Items listed in a dataset
============================================================
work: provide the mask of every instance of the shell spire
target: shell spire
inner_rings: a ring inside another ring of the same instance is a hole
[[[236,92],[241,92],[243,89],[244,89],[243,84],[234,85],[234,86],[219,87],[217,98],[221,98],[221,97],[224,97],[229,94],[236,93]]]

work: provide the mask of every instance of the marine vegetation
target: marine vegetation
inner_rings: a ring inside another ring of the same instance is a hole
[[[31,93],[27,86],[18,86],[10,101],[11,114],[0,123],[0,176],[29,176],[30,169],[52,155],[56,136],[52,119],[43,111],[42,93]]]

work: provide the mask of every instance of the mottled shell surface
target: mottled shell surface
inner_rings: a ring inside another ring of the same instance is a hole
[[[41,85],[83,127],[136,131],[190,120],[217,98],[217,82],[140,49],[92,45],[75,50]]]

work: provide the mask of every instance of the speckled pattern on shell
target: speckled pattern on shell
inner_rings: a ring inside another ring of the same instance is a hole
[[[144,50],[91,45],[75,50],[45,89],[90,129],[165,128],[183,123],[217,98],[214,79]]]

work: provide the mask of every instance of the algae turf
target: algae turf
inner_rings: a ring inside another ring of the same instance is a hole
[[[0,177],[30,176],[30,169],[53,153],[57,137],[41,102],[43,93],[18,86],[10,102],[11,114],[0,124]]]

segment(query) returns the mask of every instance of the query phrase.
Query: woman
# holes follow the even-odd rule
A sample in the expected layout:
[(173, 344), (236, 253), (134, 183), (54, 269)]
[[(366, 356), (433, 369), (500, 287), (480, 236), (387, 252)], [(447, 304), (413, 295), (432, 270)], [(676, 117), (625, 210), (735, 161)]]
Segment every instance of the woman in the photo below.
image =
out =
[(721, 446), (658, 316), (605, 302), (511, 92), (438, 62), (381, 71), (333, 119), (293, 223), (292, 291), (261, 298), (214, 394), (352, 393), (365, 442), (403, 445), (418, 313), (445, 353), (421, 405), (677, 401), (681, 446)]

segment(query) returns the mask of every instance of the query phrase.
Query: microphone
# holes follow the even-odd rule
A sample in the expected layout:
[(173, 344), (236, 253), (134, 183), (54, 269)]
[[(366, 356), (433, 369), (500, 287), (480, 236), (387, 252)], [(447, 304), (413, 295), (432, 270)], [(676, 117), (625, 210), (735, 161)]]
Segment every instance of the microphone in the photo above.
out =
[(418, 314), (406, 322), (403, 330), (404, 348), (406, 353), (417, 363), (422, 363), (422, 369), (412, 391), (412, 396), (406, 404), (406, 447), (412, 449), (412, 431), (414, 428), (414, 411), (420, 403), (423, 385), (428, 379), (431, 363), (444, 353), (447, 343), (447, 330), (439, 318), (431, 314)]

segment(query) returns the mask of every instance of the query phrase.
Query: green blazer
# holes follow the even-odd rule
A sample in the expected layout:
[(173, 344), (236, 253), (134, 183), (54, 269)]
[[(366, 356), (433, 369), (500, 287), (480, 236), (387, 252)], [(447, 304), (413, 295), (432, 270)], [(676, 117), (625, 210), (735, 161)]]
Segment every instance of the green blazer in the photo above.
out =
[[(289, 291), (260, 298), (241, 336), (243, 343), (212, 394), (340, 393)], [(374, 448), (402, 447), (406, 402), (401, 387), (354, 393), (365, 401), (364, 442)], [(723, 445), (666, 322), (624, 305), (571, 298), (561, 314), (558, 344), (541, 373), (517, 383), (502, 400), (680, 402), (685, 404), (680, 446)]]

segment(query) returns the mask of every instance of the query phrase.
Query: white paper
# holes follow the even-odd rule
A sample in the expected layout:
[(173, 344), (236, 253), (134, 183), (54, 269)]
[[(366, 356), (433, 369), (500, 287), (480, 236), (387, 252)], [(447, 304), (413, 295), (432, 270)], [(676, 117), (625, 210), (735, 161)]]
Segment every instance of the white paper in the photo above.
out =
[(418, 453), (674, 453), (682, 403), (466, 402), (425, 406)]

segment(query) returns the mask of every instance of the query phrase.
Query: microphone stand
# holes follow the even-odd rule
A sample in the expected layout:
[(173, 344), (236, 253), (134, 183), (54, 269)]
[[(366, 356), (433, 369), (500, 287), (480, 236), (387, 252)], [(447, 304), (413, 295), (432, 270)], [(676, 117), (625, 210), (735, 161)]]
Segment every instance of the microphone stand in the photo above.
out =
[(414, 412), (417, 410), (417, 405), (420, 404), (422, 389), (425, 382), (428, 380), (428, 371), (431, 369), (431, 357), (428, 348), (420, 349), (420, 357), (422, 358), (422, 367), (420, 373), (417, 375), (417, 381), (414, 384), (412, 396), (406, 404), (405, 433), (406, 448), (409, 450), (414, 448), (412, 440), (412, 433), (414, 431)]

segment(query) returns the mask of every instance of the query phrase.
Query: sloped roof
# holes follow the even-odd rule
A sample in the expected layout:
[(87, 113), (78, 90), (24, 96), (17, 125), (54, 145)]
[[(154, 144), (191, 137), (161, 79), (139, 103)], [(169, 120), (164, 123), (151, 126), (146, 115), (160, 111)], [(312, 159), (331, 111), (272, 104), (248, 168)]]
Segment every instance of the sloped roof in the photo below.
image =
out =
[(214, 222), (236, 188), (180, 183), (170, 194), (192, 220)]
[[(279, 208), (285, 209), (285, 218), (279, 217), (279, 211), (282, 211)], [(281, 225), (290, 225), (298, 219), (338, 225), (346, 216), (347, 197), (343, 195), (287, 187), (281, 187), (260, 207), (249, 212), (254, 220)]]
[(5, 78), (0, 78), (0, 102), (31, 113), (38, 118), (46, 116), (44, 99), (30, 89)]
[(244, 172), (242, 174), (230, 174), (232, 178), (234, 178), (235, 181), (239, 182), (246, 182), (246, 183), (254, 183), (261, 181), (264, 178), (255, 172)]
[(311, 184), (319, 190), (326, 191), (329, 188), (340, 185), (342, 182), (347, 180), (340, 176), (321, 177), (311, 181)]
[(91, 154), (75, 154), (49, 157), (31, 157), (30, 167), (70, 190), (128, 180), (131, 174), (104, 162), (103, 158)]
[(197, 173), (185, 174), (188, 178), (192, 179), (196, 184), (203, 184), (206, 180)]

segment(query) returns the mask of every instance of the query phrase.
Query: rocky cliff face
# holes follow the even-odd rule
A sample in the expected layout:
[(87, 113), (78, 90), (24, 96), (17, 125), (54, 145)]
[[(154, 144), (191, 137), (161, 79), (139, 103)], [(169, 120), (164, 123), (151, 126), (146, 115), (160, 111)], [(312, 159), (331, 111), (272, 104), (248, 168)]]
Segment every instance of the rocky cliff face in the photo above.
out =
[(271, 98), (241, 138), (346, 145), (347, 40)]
============================================================
> Exercise task: Copy every one of the records above word for word, keeping each line as it stands.

> Solution for this problem:
work: provide the mask of every instance of the shell spire
target: shell spire
inner_rings: a ring inside another ring of the same instance is a hole
[[[236,92],[241,92],[243,89],[244,89],[243,84],[234,85],[234,86],[219,87],[217,98],[221,98],[221,97],[224,97],[229,94],[236,93]]]

work: provide the mask of every instance of the marine vegetation
target: marine vegetation
inner_rings: a ring inside another ring of the same instance is a hole
[[[31,93],[27,86],[18,86],[10,101],[11,114],[0,123],[0,176],[29,176],[30,169],[52,155],[56,136],[52,119],[43,111],[42,93]]]

work: provide the mask of every instance of the mottled shell surface
target: mottled shell surface
inner_rings: a ring inside another ring of the same instance is a hole
[[[41,85],[83,127],[136,131],[190,120],[217,98],[217,82],[140,49],[92,45],[75,50]]]

work: provide the mask of every instance of the speckled pattern on shell
target: speckled pattern on shell
inner_rings: a ring inside another ring of the same instance is a hole
[[[144,50],[91,45],[75,50],[45,89],[90,129],[165,128],[183,123],[217,98],[214,79]]]

work: provide the mask of every instance of the algae turf
target: algae turf
inner_rings: a ring inside another ring of the same instance is a hole
[[[0,177],[30,176],[30,169],[53,153],[57,137],[41,102],[43,93],[18,86],[10,102],[11,114],[0,124]]]

segment(query) returns the mask of every instance of the query phrase.
Query: woman
# holes follow the even-odd rule
A sample in the expected layout:
[(173, 344), (236, 253), (134, 183), (54, 269)]
[[(366, 356), (433, 369), (500, 287), (480, 236), (387, 252)], [(447, 304), (413, 295), (432, 270)], [(676, 117), (625, 210), (735, 161)]]
Segment every instance of the woman in the photo below.
image =
out =
[(721, 446), (658, 316), (605, 302), (511, 92), (438, 62), (381, 71), (333, 119), (293, 223), (292, 291), (261, 298), (214, 394), (352, 393), (365, 442), (403, 445), (418, 313), (445, 353), (421, 405), (677, 401), (681, 446)]

segment(query) returns the mask of every instance of the query phrase.
Query: microphone
# holes follow the even-odd rule
A sample in the expected layout:
[(173, 344), (236, 253), (134, 183), (54, 269)]
[[(366, 356), (433, 369), (500, 287), (480, 236), (387, 252)], [(447, 304), (413, 295), (432, 270)], [(676, 117), (625, 210), (735, 161)]]
Segment every instance of the microphone in the photo above.
out =
[(418, 314), (406, 322), (403, 330), (404, 348), (406, 353), (417, 363), (422, 363), (422, 369), (412, 391), (412, 396), (406, 404), (406, 447), (412, 449), (412, 431), (414, 428), (414, 411), (420, 403), (423, 385), (428, 379), (431, 363), (444, 353), (447, 343), (447, 330), (439, 318), (431, 314)]

segment(query) returns the mask of every instance of the query phrase.
Query: green blazer
# holes follow the even-odd rule
A sample in the expected layout:
[(173, 344), (236, 253), (134, 183), (54, 269)]
[[(366, 356), (433, 369), (500, 287), (480, 236), (387, 252)], [(447, 304), (413, 295), (432, 270)], [(676, 117), (625, 210), (735, 161)]]
Segment every instance of the green blazer in the photo above.
out =
[[(289, 291), (260, 298), (241, 336), (243, 343), (212, 394), (340, 393)], [(374, 448), (402, 447), (406, 402), (401, 387), (354, 393), (365, 401), (364, 442)], [(723, 445), (666, 322), (624, 305), (571, 298), (561, 314), (558, 344), (541, 373), (517, 383), (502, 400), (680, 402), (685, 404), (680, 446)]]

segment(query) returns the mask of every instance of the query phrase.
Query: white paper
# holes follow the even-odd rule
A sample in the expected layout:
[(173, 344), (236, 253), (134, 183), (54, 269)]
[[(366, 356), (433, 369), (500, 287), (480, 236), (387, 252)], [(447, 304), (413, 295), (432, 270)], [(676, 117), (625, 210), (735, 161)]]
Segment every instance of the white paper in the photo above.
out =
[(418, 453), (674, 453), (682, 403), (466, 402), (425, 406)]

segment(query) returns the mask of every instance of the query phrase.
Query: microphone stand
# holes follow the even-odd rule
A sample in the expected layout:
[(173, 344), (236, 253), (134, 183), (54, 269)]
[[(366, 356), (433, 369), (500, 287), (480, 236), (387, 252)], [(447, 304), (413, 295), (432, 270)], [(676, 117), (625, 210), (735, 161)]]
Segment every instance of the microphone stand in the photo above.
out =
[(414, 412), (417, 410), (417, 405), (420, 404), (422, 389), (425, 382), (428, 380), (428, 371), (431, 369), (431, 357), (428, 348), (420, 349), (420, 357), (422, 358), (422, 367), (420, 373), (417, 375), (417, 381), (414, 384), (412, 396), (406, 404), (405, 433), (406, 448), (409, 450), (414, 448), (412, 440), (412, 433), (414, 431)]

segment(query) returns the mask of every instance of the query phrase.
Query: sloped roof
# holes follow the even-odd rule
A sample in the expected layout:
[(87, 113), (78, 90), (24, 96), (17, 125), (54, 145)]
[[(154, 144), (191, 137), (161, 79), (139, 103)], [(169, 120), (164, 123), (151, 126), (146, 115), (160, 111)], [(312, 159), (331, 111), (272, 104), (248, 168)]]
Segment every instance of the sloped roof in the photo below.
image =
out =
[(214, 222), (236, 188), (180, 183), (170, 194), (192, 220)]
[[(279, 208), (285, 209), (285, 218), (279, 217), (279, 211), (282, 211)], [(281, 225), (290, 225), (298, 219), (338, 225), (346, 216), (347, 197), (343, 195), (287, 187), (281, 187), (260, 207), (249, 212), (254, 220)]]
[(5, 78), (0, 78), (0, 102), (31, 113), (38, 118), (46, 116), (44, 99), (30, 89)]
[(244, 172), (242, 174), (230, 174), (232, 178), (234, 178), (235, 181), (239, 182), (246, 182), (246, 183), (254, 183), (261, 181), (264, 178), (255, 172)]
[(311, 184), (319, 190), (326, 191), (329, 188), (340, 185), (342, 182), (347, 180), (340, 176), (321, 177), (311, 181)]
[(91, 154), (75, 154), (49, 157), (31, 157), (30, 167), (70, 190), (128, 180), (131, 174), (104, 162), (103, 158)]
[(197, 173), (185, 174), (188, 178), (192, 179), (196, 184), (203, 184), (206, 180)]

segment(query) returns the mask of every instance of the query phrase.
Query: rocky cliff face
# holes follow the even-odd rule
A sample in the expected layout:
[(87, 113), (78, 90), (24, 96), (17, 125), (54, 145)]
[[(154, 144), (191, 137), (161, 79), (139, 103)], [(169, 120), (164, 123), (151, 126), (146, 115), (160, 111)], [(312, 159), (331, 111), (272, 104), (248, 168)]]
Segment every instance of the rocky cliff face in the photo above.
out =
[(271, 98), (241, 138), (346, 145), (347, 40)]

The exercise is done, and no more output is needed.